Supplied material ▸
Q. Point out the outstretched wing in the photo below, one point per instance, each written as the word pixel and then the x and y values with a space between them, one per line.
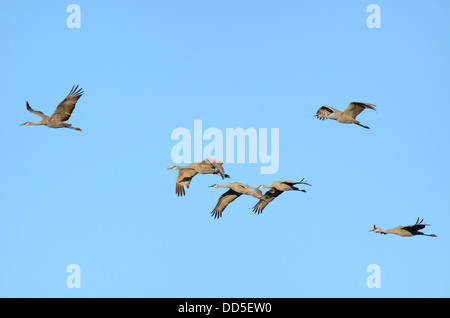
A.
pixel 415 227
pixel 223 202
pixel 184 179
pixel 355 108
pixel 218 165
pixel 291 183
pixel 66 107
pixel 36 112
pixel 268 197
pixel 324 111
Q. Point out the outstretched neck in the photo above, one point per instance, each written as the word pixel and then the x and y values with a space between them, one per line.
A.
pixel 36 124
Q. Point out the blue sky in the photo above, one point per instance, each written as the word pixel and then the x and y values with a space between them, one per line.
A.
pixel 103 198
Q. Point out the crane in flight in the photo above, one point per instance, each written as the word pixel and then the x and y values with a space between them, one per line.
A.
pixel 348 116
pixel 62 112
pixel 276 188
pixel 236 189
pixel 409 230
pixel 185 173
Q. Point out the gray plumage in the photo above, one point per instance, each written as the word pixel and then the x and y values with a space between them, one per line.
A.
pixel 236 190
pixel 61 114
pixel 186 173
pixel 348 116
pixel 276 188
pixel 409 230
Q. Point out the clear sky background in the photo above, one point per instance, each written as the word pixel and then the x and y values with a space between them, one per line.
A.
pixel 103 198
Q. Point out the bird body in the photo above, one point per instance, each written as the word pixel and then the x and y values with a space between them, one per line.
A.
pixel 405 231
pixel 61 114
pixel 276 188
pixel 348 116
pixel 236 189
pixel 186 173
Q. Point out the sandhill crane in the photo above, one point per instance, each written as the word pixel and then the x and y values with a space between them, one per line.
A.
pixel 236 190
pixel 409 230
pixel 185 173
pixel 61 113
pixel 276 188
pixel 347 116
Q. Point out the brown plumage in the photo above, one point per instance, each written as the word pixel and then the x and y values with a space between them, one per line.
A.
pixel 348 116
pixel 409 230
pixel 186 173
pixel 276 188
pixel 62 112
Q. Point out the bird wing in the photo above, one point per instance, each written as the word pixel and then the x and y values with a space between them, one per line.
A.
pixel 355 108
pixel 415 227
pixel 268 197
pixel 324 111
pixel 223 202
pixel 36 112
pixel 291 183
pixel 252 191
pixel 183 179
pixel 218 165
pixel 66 107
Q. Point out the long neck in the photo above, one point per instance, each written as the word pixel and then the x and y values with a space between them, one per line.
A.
pixel 385 231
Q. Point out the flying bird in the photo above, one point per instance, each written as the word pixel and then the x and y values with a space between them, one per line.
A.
pixel 185 173
pixel 347 116
pixel 236 190
pixel 409 230
pixel 276 188
pixel 61 113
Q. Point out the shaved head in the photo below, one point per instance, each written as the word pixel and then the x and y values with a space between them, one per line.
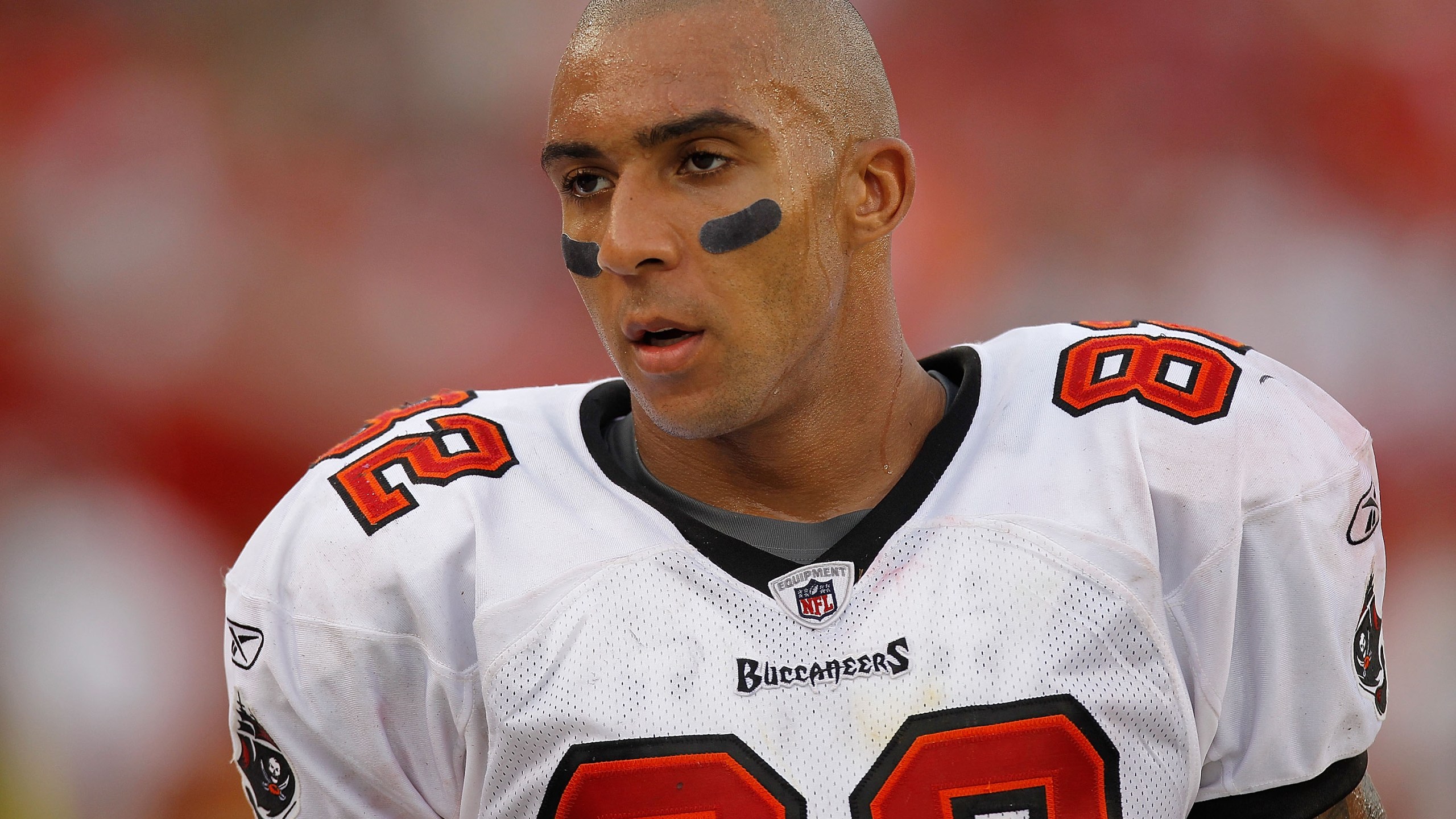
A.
pixel 730 175
pixel 819 48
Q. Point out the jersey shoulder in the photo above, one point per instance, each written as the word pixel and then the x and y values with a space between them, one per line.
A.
pixel 1183 395
pixel 385 531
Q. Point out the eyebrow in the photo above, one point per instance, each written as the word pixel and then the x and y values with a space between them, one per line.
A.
pixel 675 129
pixel 654 136
pixel 570 151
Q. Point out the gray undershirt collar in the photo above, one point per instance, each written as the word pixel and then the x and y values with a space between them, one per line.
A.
pixel 791 540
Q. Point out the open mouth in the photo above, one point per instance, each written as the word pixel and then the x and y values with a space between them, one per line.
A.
pixel 664 337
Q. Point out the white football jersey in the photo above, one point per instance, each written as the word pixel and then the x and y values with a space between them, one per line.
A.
pixel 1136 568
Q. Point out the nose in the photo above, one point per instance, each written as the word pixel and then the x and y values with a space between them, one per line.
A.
pixel 640 234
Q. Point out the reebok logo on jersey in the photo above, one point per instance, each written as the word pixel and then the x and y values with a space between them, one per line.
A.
pixel 895 660
pixel 1366 518
pixel 245 644
pixel 817 594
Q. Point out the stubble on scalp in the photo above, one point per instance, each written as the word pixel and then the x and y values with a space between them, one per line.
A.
pixel 825 57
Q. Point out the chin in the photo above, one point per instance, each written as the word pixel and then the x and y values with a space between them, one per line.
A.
pixel 701 413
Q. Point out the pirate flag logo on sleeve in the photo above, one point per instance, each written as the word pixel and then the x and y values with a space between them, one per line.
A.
pixel 1369 651
pixel 267 776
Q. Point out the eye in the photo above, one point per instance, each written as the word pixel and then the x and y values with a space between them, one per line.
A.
pixel 704 162
pixel 586 184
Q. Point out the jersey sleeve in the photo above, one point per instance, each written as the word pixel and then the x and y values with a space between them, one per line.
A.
pixel 350 662
pixel 1280 627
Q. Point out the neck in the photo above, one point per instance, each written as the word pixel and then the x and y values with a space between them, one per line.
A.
pixel 839 444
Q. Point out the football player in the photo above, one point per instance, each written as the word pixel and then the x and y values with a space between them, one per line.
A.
pixel 784 569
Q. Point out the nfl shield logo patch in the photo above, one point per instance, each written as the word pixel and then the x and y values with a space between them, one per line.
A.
pixel 816 599
pixel 817 594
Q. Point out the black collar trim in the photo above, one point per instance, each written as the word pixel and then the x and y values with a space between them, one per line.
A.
pixel 755 568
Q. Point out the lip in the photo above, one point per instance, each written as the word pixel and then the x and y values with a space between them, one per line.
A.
pixel 664 359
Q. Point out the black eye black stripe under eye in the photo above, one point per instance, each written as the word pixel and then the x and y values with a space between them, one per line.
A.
pixel 581 257
pixel 740 229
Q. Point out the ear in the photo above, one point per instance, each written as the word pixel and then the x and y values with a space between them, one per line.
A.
pixel 878 188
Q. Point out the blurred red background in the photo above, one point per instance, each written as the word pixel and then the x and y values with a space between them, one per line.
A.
pixel 230 231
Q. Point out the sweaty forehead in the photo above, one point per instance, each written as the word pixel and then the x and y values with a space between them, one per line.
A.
pixel 640 72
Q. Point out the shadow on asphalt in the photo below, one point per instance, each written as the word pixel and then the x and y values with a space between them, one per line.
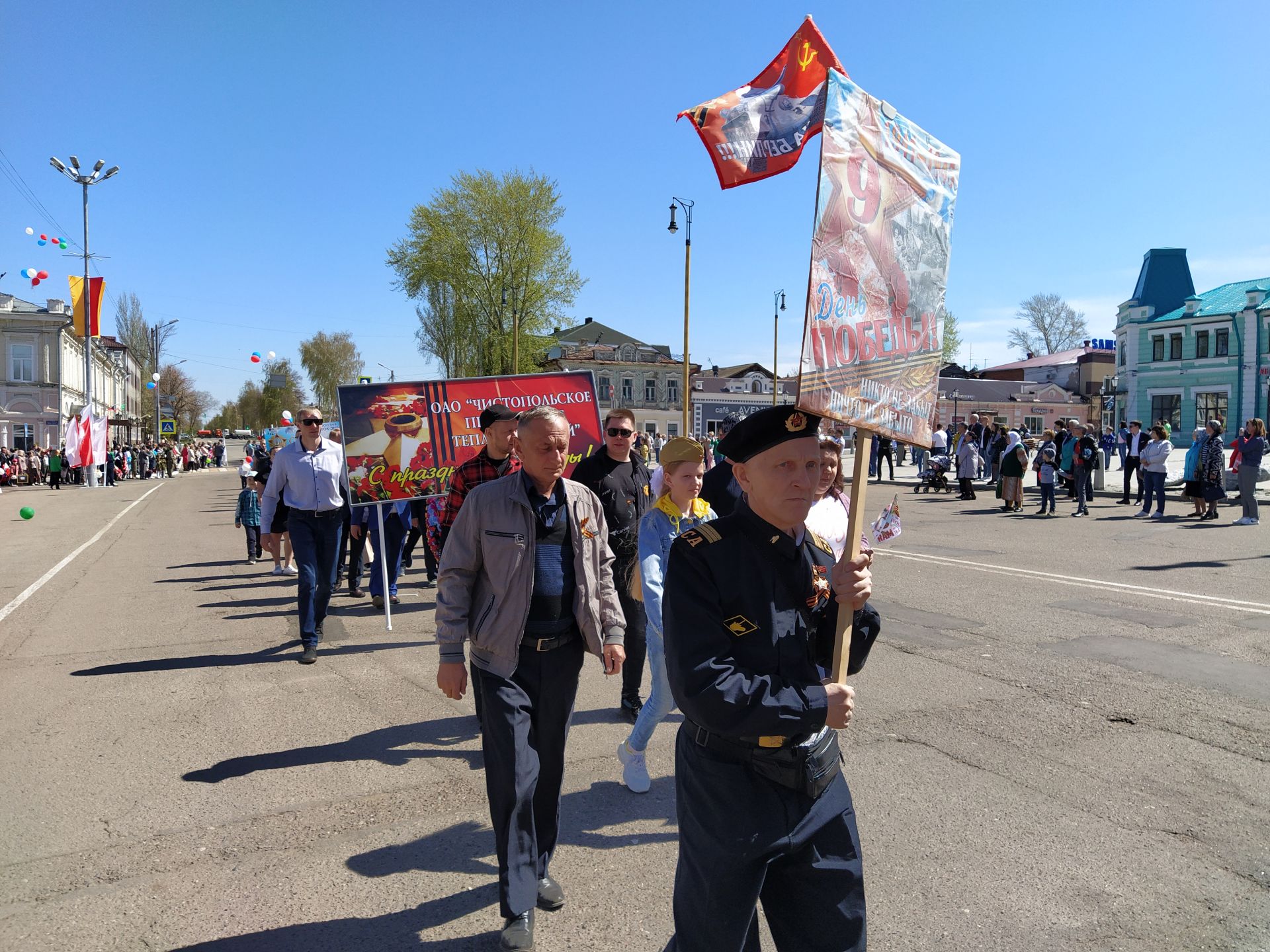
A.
pixel 262 656
pixel 392 746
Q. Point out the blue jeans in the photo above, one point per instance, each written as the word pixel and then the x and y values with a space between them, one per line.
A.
pixel 316 545
pixel 1155 488
pixel 1047 496
pixel 390 551
pixel 659 702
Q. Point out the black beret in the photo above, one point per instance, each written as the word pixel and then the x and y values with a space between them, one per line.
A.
pixel 766 429
pixel 497 413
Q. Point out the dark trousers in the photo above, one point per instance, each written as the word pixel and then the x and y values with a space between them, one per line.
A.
pixel 253 541
pixel 1132 465
pixel 636 647
pixel 524 739
pixel 743 840
pixel 316 545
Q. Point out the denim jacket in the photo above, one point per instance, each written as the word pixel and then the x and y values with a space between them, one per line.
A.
pixel 658 528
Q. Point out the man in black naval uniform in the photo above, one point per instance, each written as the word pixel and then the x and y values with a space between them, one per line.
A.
pixel 749 610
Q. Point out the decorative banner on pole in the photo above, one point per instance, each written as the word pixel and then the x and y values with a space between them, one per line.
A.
pixel 95 288
pixel 872 343
pixel 404 440
pixel 760 130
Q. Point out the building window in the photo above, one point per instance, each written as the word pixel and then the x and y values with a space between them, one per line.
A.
pixel 1169 408
pixel 22 364
pixel 1210 407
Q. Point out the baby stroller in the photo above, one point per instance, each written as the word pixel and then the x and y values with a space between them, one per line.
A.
pixel 935 475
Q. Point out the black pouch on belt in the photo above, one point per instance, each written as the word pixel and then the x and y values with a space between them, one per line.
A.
pixel 808 767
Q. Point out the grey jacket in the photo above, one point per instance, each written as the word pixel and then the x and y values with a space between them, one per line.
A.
pixel 487 575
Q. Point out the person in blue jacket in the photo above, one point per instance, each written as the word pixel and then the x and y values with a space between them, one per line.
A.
pixel 397 527
pixel 749 610
pixel 677 509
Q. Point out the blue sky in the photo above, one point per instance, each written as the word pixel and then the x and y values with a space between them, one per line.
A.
pixel 272 151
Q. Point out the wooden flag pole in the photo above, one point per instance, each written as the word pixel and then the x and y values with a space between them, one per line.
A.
pixel 855 528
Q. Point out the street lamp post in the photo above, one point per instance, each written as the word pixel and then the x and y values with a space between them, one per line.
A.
pixel 85 180
pixel 778 299
pixel 687 274
pixel 154 350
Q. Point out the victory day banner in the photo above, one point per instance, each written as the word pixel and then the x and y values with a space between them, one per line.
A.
pixel 759 131
pixel 403 441
pixel 872 343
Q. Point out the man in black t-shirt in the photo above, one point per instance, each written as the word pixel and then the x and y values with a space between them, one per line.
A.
pixel 621 481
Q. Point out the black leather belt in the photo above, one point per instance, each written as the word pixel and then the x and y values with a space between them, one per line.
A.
pixel 318 513
pixel 548 644
pixel 733 746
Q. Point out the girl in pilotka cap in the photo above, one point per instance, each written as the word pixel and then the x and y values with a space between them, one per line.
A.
pixel 679 509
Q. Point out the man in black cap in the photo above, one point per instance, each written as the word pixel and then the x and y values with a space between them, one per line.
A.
pixel 493 461
pixel 749 612
pixel 718 488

Task directions ▸ Scan the entries above, and wherever a line holds the string "jacket", copy it.

Reply ▸
Q. Point out the denim jacket in the photo above, one point per instance, each written as the word pixel and then the x and y values with a space between them, one per line.
Q. Point out the grey jacket in the photo above, one point per instance, each written as the word pixel and then the x and y values with a space between them, one per line.
Q. Point out the person in blue jacket in the photo above, one point per instance, each written as the word pixel and then the x and y values with a space between them, one per line.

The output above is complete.